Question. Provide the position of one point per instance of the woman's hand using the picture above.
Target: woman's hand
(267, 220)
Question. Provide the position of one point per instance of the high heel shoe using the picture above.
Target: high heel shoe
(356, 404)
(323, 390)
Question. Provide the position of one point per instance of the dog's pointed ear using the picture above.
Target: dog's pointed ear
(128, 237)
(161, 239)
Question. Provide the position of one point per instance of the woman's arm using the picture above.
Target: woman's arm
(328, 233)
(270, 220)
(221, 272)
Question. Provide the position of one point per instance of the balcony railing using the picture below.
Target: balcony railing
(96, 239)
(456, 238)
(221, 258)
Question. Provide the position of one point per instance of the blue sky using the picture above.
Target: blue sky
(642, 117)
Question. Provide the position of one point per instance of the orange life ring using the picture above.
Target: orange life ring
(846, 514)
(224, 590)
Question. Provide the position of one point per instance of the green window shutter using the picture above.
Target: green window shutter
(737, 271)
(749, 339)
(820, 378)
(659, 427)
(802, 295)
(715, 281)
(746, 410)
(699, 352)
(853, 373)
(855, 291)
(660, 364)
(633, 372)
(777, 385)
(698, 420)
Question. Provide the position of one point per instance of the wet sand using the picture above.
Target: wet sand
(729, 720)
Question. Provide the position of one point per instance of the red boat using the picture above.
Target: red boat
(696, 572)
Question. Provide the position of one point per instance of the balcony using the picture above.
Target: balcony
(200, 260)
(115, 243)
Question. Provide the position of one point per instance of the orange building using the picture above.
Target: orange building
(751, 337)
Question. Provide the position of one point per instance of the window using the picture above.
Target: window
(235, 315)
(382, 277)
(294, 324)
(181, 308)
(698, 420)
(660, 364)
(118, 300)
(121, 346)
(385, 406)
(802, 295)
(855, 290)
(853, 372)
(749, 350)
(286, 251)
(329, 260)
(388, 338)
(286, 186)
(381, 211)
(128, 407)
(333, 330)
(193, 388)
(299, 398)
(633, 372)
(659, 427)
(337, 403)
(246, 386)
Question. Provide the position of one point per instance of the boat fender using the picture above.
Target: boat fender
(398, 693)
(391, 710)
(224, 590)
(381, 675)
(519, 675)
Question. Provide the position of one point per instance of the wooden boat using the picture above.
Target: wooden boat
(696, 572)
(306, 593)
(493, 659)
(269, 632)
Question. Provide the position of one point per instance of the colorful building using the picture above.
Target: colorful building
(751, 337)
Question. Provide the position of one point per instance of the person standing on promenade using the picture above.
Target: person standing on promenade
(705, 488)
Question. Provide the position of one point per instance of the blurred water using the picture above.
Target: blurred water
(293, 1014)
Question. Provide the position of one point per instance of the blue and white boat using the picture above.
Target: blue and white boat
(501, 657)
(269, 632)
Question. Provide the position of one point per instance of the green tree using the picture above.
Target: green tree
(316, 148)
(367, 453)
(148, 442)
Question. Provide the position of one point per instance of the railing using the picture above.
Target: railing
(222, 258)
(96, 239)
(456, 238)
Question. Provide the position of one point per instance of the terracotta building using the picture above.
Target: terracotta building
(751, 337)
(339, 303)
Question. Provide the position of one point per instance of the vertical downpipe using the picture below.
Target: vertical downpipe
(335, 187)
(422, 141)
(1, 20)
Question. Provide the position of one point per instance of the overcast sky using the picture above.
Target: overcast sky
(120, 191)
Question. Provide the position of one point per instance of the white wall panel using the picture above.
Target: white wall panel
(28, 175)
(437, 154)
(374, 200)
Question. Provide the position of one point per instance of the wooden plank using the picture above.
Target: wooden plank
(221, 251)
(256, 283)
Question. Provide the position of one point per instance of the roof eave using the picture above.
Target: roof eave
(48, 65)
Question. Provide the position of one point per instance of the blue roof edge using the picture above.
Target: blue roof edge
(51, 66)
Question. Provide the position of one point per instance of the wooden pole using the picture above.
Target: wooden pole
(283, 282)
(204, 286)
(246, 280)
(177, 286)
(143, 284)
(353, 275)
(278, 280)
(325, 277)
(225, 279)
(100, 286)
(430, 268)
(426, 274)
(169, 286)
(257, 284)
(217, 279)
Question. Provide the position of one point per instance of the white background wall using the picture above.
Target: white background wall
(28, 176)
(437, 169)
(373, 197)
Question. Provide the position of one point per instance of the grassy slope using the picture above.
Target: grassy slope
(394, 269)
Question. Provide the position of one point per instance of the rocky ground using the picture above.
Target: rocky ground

» **Directions for this task**
Retype the data in full, precisely as given.

» **Expected answer**
Question. Provide the position of one point per instance of the woman's hand using the picture above.
Target: woman's hand
(267, 220)
Question. Provide the position of one point per instance of the high heel shoe using the picture above.
Target: high heel shoe
(356, 404)
(323, 390)
Question. Provide the position of one point per instance of the dog's pointed ear using the picture above.
Target: dog's pointed ear
(128, 237)
(161, 239)
Question. Provide the position of one point per instance of the woman's arm using the picture above.
Target: woman's arm
(328, 233)
(270, 220)
(221, 272)
Question. Provide the position of one point per instance of the balcony railing using the picture below.
Target: balcony railing
(96, 239)
(456, 238)
(221, 258)
Question. Provide the position of one point per instance of the blue sky using the picture above.
Target: blue sky
(642, 117)
Question. Provide the position of one point per instance of the orange life ring using the picture above.
Target: orange life ring
(846, 514)
(224, 590)
Question. Provide the position of one point per instance of the green window shutter using the picture above.
Target: green window shutter
(737, 271)
(749, 339)
(820, 378)
(659, 427)
(802, 295)
(715, 281)
(746, 410)
(699, 352)
(853, 373)
(855, 291)
(660, 364)
(633, 372)
(777, 385)
(698, 420)
Question. Provide the position of one point per instance of the wet sand using the picture above.
Target: wet sand
(729, 720)
Question. Provide the position of one point per instance of the red boat using the picture above.
Target: red boat
(696, 572)
Question. Provide the position of one point per instance of the balcony using the picture above.
Target: balcony
(200, 260)
(115, 243)
Question. Provide the position of one point per instance of the orange building using the picture above.
Target: orange building
(751, 337)
Question. Provide the position of one point per instance of the window using the picture above.
Target: window
(235, 315)
(382, 277)
(294, 324)
(181, 308)
(698, 420)
(660, 364)
(118, 300)
(121, 346)
(385, 406)
(802, 295)
(855, 290)
(853, 372)
(749, 350)
(286, 251)
(329, 260)
(388, 338)
(286, 186)
(381, 211)
(128, 407)
(333, 330)
(193, 388)
(299, 398)
(633, 372)
(659, 427)
(337, 403)
(246, 386)
Question. Provide the position of one point per instance of the boat fender using the picture above.
Target: boat fender
(398, 693)
(391, 710)
(224, 590)
(381, 675)
(519, 675)
Question. Provide the position of one point per instance of the wooden boat using the picture above.
Target: wooden boat
(696, 572)
(306, 593)
(493, 659)
(269, 632)
Question. Provide the position of one point per instance of the colorful building using the picture above.
Target: colorful building
(751, 337)
Question. Provide the position of one point per instance of the person standing on promenade using the picture above.
Target: person standing on promenade
(705, 488)
Question. Provide the position of one point per instance of the blurred water using the picture above.
Target: blurred water
(293, 1014)
Question. Provide the position of one point per instance of the blue and white boat using the picture above.
Target: blue and white boat
(501, 657)
(269, 632)
Question. Provide the position of one point per instance of the green tree using the picture above.
Target: green tree
(316, 148)
(367, 453)
(148, 442)
Question. Provide the position of one point per instance of the railing using the picture above.
Target: railing
(222, 258)
(96, 239)
(456, 238)
Question. Provide the position of one point per instance of the terracotta building using the picture above.
Target: terracotta building
(751, 337)
(339, 303)
Question. Provide the position of one point per instance of the vertical downpipe using the picture below.
Target: vertical downpipe
(335, 187)
(422, 141)
(1, 20)
Question. Provide the position of one point per instance of the overcast sky using the picture above.
Target: overcast sky
(120, 191)
Question. Provide the position of one point per instance of the white wall panel using the picture above.
Target: white wall panel
(28, 175)
(437, 154)
(374, 200)
Question. Provide the position of one point per instance of the wooden plank using the picture above.
Target: wooden plank
(221, 251)
(256, 283)
Question. Provide the position of one point per instance of the roof eave using the picture above.
Target: roof eave
(48, 65)
Question. Provide the position of one point per instance of the blue roof edge using the picture above.
Target: blue roof edge
(51, 66)
Question. Provide the position of one point per instance of the wooden pole using the picture above.
Target: wooden pole
(283, 282)
(204, 286)
(246, 280)
(177, 286)
(143, 284)
(353, 275)
(278, 280)
(325, 277)
(225, 279)
(100, 286)
(430, 268)
(426, 274)
(169, 286)
(257, 284)
(217, 279)
Question. Provide the position of one point per instance of the white background wall using the picture above.
Target: white background wall
(28, 176)
(437, 169)
(373, 197)
Question. Provide the position of one point per instance of the grassy slope using the picture above.
Target: grassy slope
(394, 269)
Question. Provide the position of one point per instance of the rocky ground using the picture above.
Target: rocky ground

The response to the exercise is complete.